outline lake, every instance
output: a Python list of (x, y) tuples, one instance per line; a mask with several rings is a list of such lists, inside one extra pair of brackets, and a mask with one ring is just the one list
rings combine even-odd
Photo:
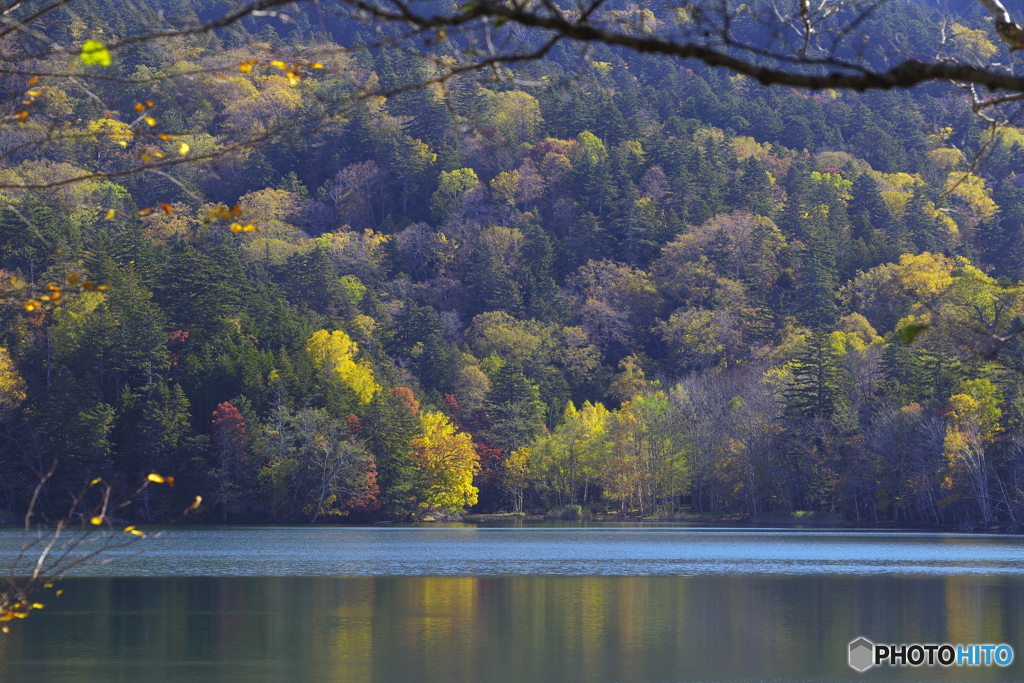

...

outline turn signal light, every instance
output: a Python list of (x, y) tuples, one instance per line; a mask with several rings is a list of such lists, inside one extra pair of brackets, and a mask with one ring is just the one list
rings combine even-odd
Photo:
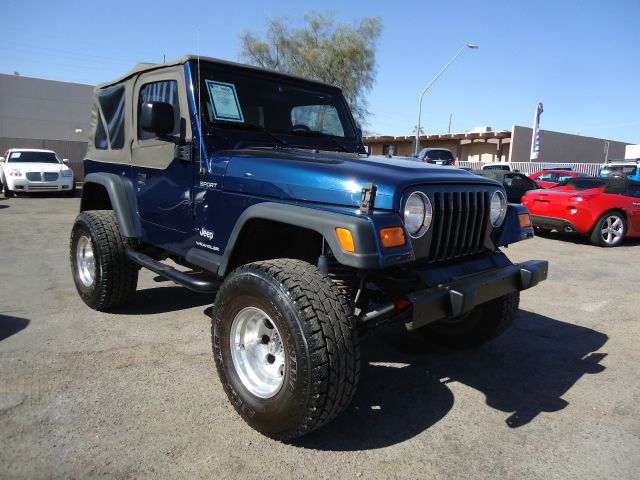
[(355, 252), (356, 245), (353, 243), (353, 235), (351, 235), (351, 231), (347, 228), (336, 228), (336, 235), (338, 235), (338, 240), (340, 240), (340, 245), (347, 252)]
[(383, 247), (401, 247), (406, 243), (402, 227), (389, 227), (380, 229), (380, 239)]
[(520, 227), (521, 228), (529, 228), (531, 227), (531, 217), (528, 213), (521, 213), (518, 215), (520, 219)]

TASK ITEM
Wherever a line in the data above holds "outline", copy that line.

RESPONSE BOX
outline lake, every instance
outline turn signal light, every instance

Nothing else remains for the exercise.